DIRECTION A
Copy the passage on historical coincidences word for word, starting at "The First Fax Machine Existed" and ending at "on September 5.".

PAGE EXCERPT
+++

The measure was intended to create the United States Secret Service – an agency responsible for the protection of American political leaders. Could Lincoln have been protected from this incident if the Secret Service had been created before he stepped foot in Ford’s Theatre?
Swiss Women Won The Right To Vote When A Buggy Landed On The Moon
Switzerland is known for being a progressive country. However, it only allowed women to vote in 1971. This was 65 years late compared to the first European country to do so – Finland.
Switzerland was so late in giving women the right to vote that NASA was already driving a buggy on the moon when it happened. Fortunately, the Swiss kept up with the times and compensated for their lateness. Indeed, they now rank 11th in the world for women’s rights and shrinking the gender gap. The Swiss are well ahead of America, which is ranked 45th.
The First Fax Machine Existed When The First Wagon Reached The Oregon Trail
The first fax machine was invented in 1843 and was named the “Electric Printing Telegraph.” Its inventor was a Scottish man named Alexander Bain. In the same year that a patent for it was filed, approximately a thousand people traveled west to reach Oregon.
The journey became known as the Oregon Trail. It marked the start of Westward expansion across the country and was the beginning of the “Great Migration.” It’s incredible that wagon travel and fax machines were concurrent technology!
Mother Teresa Passed Away Days After Princess Diana’s Fatal Accident
Princess Diana and Mother Teresa passed away in the same year: 1997. Their last days were less than a week apart. While Diana was killed in a car crash on August 31, while avoiding the paparazzi in Paris, Mother Teresa passed away on September 5.

+++

Data lines:
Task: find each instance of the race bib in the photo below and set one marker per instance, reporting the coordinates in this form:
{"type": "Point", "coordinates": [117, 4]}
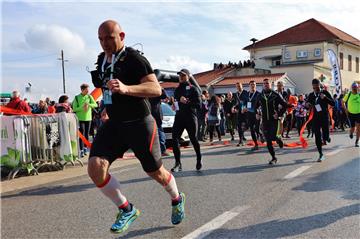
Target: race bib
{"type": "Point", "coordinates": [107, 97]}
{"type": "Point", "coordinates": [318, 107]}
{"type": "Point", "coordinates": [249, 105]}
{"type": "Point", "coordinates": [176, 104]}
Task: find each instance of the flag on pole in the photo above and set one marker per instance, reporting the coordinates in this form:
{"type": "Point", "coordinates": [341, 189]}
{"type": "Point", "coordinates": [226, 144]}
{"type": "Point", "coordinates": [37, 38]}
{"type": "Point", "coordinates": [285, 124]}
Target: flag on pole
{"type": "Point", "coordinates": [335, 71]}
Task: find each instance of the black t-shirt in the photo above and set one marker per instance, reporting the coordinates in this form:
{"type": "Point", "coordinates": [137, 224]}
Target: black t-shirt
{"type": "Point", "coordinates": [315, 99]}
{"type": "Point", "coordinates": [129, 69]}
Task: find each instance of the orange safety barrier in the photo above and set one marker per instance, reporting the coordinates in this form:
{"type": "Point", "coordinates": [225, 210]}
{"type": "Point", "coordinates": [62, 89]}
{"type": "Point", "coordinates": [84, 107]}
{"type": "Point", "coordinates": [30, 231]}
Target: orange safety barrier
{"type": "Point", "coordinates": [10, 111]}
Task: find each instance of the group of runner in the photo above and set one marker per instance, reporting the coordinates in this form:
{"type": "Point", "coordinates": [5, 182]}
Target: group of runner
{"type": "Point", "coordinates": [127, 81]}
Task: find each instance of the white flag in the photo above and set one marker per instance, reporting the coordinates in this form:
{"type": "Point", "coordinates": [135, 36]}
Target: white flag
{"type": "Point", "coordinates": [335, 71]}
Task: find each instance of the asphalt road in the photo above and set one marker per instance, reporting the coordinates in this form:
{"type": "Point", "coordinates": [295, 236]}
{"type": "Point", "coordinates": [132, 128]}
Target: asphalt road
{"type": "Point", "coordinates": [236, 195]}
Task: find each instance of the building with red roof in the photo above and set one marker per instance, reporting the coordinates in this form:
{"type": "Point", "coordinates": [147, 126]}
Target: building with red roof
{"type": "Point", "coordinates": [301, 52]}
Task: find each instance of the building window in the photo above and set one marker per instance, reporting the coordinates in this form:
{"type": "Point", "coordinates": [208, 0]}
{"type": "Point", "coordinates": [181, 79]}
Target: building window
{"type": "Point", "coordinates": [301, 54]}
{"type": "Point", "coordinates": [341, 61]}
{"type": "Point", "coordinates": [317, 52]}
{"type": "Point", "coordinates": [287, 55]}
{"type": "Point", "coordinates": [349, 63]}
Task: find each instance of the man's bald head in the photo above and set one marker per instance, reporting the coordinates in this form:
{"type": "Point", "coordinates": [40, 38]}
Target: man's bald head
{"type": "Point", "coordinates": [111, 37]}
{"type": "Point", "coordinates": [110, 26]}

+++

DIRECTION B
List every line of the records above that contains the word "asphalt".

EXERCISE OUTPUT A
The First Fax Machine Existed When The First Wagon Reached The Oregon Trail
The first fax machine was invented in 1843 and was named the “Electric Printing Telegraph.” Its inventor was a Scottish man named Alexander Bain. In the same year that a patent for it was filed, approximately a thousand people traveled west to reach Oregon.
The journey became known as the Oregon Trail. It marked the start of Westward expansion across the country and was the beginning of the “Great Migration.” It’s incredible that wagon travel and fax machines were concurrent technology!
Mother Teresa Passed Away Days After Princess Diana’s Fatal Accident
Princess Diana and Mother Teresa passed away in the same year: 1997. Their last days were less than a week apart. While Diana was killed in a car crash on August 31, while avoiding the paparazzi in Paris, Mother Teresa passed away on September 5.

EXERCISE OUTPUT B
Task: find each instance of the asphalt road in the photo above and set one marker per instance, reporting the coordinates in this form:
Target: asphalt road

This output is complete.